§ YOUR ASSIGNMENT
When you reach the line that contains "For every instance of the red fire" in the data below, start reproducing lines exactly, and stop after the line that contains "For every instance of the white ambulance, imagine".

DATASET RECORDS Start Marker

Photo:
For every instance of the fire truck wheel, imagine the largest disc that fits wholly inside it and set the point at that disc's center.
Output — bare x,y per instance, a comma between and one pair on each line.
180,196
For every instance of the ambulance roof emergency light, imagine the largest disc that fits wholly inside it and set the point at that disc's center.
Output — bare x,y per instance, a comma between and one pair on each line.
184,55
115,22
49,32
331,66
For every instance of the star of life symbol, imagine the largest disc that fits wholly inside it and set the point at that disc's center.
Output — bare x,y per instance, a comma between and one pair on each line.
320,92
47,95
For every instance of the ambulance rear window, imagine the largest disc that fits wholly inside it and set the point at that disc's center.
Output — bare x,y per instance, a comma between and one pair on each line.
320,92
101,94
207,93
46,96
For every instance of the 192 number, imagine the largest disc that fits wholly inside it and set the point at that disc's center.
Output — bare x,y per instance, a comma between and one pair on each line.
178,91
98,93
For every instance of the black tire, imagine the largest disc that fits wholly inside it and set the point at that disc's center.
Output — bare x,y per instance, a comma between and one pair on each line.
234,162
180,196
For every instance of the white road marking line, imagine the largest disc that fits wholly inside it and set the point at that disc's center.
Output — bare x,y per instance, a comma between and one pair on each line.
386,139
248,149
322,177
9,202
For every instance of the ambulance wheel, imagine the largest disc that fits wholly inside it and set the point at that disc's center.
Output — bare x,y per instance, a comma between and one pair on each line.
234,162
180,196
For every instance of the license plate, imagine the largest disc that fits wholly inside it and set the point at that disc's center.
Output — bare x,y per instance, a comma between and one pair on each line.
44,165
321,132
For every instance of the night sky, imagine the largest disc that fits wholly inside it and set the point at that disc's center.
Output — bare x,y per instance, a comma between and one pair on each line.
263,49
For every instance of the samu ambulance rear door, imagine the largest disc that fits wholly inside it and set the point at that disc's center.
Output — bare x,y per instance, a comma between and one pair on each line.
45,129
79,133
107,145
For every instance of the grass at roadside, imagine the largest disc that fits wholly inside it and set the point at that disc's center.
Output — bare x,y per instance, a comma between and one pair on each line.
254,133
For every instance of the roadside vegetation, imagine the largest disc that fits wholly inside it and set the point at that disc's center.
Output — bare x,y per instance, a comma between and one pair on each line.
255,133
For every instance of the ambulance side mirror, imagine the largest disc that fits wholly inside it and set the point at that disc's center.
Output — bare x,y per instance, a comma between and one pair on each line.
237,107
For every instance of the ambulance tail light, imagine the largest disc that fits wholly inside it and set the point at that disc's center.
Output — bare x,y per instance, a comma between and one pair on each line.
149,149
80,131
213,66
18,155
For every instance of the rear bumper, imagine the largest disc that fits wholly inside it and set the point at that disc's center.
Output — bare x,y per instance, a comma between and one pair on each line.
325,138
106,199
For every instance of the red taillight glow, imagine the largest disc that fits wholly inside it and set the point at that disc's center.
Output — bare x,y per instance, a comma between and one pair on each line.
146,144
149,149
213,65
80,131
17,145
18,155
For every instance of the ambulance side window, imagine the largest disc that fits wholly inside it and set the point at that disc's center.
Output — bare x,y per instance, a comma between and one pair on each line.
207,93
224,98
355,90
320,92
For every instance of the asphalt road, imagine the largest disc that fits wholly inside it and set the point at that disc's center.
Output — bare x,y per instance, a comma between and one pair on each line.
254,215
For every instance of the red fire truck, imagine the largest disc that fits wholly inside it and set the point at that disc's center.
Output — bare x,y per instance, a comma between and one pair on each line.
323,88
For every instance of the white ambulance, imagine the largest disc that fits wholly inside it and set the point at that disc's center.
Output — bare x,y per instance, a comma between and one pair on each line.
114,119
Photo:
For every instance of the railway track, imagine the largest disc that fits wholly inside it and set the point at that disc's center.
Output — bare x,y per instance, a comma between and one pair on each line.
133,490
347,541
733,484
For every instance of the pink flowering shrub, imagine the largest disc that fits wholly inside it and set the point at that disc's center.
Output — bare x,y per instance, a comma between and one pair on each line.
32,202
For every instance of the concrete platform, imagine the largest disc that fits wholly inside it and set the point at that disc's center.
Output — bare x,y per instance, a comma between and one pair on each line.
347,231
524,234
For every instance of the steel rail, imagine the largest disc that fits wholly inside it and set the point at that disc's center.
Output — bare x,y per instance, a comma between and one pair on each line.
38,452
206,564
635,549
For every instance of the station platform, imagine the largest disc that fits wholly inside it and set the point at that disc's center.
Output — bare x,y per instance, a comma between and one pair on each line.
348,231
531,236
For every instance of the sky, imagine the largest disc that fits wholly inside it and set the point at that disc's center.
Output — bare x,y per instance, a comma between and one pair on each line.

DATASET RECORDS End Marker

§ RESULT FOR THIS TASK
For every instance of the red fire truck, imagine the largest disc that fits wholly inside it and set the point at that disc's center.
Output — bare x,y per instance, a comma between and one pair on each line.
323,88
For every instance of the white ambulance, imagine the largest disc that fits wholly inside it and set the point at that disc's center.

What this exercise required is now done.